— EXERCISE TASK —
Pull out each line below that contains the word "tree" and copy it in full.

— DATA RECORDS —
■ ■ ■ ■ ■

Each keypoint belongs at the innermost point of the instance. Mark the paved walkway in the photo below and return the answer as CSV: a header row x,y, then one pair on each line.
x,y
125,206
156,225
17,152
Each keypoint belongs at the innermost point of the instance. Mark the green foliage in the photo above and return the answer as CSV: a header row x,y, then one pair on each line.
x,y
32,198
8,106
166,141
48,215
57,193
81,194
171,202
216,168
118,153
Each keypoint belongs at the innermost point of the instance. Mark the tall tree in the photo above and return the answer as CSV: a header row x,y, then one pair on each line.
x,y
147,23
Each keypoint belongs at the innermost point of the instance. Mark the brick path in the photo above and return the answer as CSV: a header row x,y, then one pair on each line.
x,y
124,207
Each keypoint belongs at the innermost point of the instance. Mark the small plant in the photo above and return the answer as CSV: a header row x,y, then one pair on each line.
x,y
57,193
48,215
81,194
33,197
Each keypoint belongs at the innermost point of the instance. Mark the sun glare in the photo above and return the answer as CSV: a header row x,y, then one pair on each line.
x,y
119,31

■ ■ ■ ■ ■

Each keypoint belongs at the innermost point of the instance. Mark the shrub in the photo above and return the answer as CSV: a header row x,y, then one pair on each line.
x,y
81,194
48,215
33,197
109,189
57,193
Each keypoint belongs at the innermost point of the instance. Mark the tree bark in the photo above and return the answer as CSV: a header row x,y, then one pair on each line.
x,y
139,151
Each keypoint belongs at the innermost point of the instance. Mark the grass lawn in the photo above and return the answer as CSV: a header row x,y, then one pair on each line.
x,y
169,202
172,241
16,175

■ ■ ■ ■ ■

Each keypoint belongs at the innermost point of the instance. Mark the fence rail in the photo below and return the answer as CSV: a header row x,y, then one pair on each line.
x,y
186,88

■ ■ ■ ■ ■

— COMPLETED TASK —
Each keypoint belongs at the innermost point of the instance. Mark the tall tree in the photo above and return the answer as CSV: a header row x,y, then one pair on each line.
Each keypoint belongs at the innermost point of the instance. Mark the tree bark in the photo above and return the answer as CSV: a header row x,y, then one pair on each line.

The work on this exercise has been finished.